-- Opening Marker --

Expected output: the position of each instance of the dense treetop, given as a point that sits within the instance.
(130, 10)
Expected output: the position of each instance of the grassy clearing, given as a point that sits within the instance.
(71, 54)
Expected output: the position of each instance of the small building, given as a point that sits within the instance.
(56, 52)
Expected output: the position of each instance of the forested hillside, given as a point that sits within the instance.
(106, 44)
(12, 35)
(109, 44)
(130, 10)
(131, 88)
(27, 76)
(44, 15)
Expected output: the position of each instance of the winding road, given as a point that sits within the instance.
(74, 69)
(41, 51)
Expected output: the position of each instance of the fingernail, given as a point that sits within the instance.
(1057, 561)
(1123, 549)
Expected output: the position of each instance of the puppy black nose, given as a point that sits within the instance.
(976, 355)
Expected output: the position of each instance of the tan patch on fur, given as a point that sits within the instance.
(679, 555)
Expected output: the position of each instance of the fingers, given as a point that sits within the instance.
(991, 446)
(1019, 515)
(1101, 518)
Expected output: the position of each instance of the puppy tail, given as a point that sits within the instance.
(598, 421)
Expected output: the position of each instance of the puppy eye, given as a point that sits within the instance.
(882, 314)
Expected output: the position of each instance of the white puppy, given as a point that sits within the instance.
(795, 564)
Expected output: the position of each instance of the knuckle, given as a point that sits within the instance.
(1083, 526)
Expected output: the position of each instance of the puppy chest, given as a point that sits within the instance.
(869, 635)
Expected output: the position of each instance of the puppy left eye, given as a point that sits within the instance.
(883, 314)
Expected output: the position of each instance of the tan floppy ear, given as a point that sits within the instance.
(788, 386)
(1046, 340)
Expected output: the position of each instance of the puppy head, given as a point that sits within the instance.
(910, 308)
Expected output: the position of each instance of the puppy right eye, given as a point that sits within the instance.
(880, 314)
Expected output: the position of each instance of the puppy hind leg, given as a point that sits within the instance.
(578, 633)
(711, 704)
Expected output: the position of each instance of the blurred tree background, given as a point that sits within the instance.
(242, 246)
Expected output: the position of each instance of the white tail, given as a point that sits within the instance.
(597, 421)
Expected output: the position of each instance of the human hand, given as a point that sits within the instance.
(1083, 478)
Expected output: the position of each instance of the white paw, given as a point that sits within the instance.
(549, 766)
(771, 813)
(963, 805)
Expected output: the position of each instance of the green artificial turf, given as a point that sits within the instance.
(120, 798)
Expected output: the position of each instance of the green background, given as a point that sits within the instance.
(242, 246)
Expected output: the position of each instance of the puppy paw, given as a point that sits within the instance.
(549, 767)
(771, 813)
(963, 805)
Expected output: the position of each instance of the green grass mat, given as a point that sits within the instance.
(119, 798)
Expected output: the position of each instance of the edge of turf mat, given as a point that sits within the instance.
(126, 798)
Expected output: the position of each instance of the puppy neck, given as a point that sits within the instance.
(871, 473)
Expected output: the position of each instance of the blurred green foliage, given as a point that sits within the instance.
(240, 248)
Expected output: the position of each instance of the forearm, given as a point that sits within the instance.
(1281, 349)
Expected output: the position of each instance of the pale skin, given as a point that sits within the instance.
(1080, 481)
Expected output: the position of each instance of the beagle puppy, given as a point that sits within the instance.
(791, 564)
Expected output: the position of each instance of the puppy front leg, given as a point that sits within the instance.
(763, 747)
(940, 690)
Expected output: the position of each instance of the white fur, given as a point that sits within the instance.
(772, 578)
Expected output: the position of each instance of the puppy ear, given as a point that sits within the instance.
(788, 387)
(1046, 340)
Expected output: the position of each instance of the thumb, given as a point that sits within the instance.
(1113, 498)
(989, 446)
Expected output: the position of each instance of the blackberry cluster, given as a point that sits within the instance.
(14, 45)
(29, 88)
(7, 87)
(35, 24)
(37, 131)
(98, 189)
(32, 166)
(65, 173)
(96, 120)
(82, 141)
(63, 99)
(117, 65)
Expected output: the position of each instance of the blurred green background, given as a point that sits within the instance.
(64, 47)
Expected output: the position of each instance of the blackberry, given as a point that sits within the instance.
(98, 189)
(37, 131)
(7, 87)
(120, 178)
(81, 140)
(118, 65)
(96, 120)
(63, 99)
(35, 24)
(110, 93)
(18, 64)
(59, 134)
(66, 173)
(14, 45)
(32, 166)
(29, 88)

-- Closing Marker --

The material must be written out again in full and without changes.

Result:
Expected output: the position of each instance of the dense treetop, given as a point that sits within the instance.
(130, 10)
Expected output: the position of each instance of the grassy clearing, given as a point that sits within the instance.
(71, 54)
Expected output: the position of each instance of the small building, given as a point that sits within the instance.
(56, 52)
Expected output: the position of each instance of the forested hillside, given as a point that sits within the instance.
(106, 44)
(12, 35)
(109, 44)
(130, 10)
(131, 88)
(27, 76)
(44, 15)
Expected output: the position of each instance of the winding road, given as a point that sits within the instance.
(74, 69)
(41, 51)
Expected output: the position of each instance of the fingernail, given as a point that sits within the instance.
(1057, 561)
(1123, 549)
Expected output: the position of each instance of the puppy black nose, given as a point that sits within the instance.
(976, 355)
Expected output: the position of each instance of the tan patch on fur, given as a point that sits within the instance.
(679, 555)
Expected output: the position of each instance of the fingers, given as a point that sits within the instance.
(991, 446)
(1019, 515)
(1101, 518)
Expected output: the position of each instance of the puppy tail, given as a point that sits within the instance.
(598, 421)
Expected output: the position of each instance of the puppy eye, given as a point that sits within the instance.
(882, 314)
Expected output: the position of each instance of the white puppy, given as a point that sits within the instance.
(795, 564)
Expected output: the position of each instance of the knuckle, given as a point that sits within the instance.
(1083, 526)
Expected output: the position of each instance of the puppy chest, given as a point that sits within the instance.
(869, 635)
Expected output: the position of each instance of the puppy left eye, given as a point that sits within the instance.
(883, 314)
Expected output: the position of each instance of the tan floppy ear, given as a point that sits within the instance.
(788, 386)
(1046, 340)
Expected output: the position of each instance of the puppy head, given as a point that sits within the instance.
(910, 308)
Expected output: the position of each instance of the puppy right eye, given as a point that sits within the instance.
(880, 314)
Expected output: the position of each instance of the puppy hind leg, given as a point that sits within the instance.
(578, 633)
(711, 704)
Expected output: the position of each instance of the blurred tree background, given as a point that sits within the instance.
(242, 246)
Expected output: the position of each instance of the white tail, given as a point that sits within the instance.
(597, 421)
Expected output: the position of each instance of the human hand, given as a point that sits within the instance.
(1083, 478)
Expected output: the position of each instance of the white paw, given as a point that sits within the instance.
(549, 766)
(771, 813)
(963, 805)
Expected output: the position of each instance of the green artificial turf, given as a point that sits within the instance.
(120, 798)
Expected output: the position of each instance of the green background, given as a point that sits within the instance.
(242, 246)
Expected output: the position of each instance of the puppy paw, given as a point that sits within the instance.
(549, 767)
(771, 813)
(963, 805)
Expected output: the position of each instance of the green grass mat, given as a point that sits within the instance.
(119, 798)
Expected output: the position of each instance of the edge of turf mat, given as a point that sits within the instance.
(126, 798)
Expected output: the position of each instance of the puppy neck, given as a point that sits within the instance.
(871, 473)
Expected output: the position of each instance of the blurred green foliage, given as a point that sits within the instance.
(240, 248)
Expected output: the position of each instance of the forearm, given as a point that sits within the instance.
(1281, 349)
Expected output: the position of each instance of the pale skin, given as a point that sits within the instance.
(1080, 481)
Expected output: the position of each instance of the beagle puppy, given as a point that sits within the instance.
(791, 564)
Expected output: the position of each instance of the puppy front leg, given as a point that sits within the instance.
(763, 747)
(940, 690)
Expected output: the position of each instance of the white fur, given as a point that sits within the instance.
(772, 578)
Expected output: the position of each instance of the puppy ear, given as a point that sits within the instance.
(788, 387)
(1046, 340)
Expected output: the position of each instance of the thumb, given as a point that sits within the instance.
(1113, 498)
(989, 446)
Expected output: the position of each instance of the blackberry cluster, given as a point that sits within the instance.
(14, 45)
(29, 88)
(7, 87)
(35, 24)
(37, 131)
(98, 189)
(32, 166)
(65, 173)
(96, 120)
(82, 141)
(63, 99)
(117, 65)
Expected output: the position of each instance of the blurred green background, given as a point that sits within the instance.
(64, 47)
Expected output: the position of each instance of the blackberry, given as a point that sits within the instance.
(98, 189)
(37, 131)
(7, 87)
(120, 178)
(81, 140)
(118, 65)
(96, 120)
(63, 99)
(35, 24)
(110, 93)
(18, 64)
(59, 134)
(66, 173)
(14, 45)
(32, 166)
(29, 88)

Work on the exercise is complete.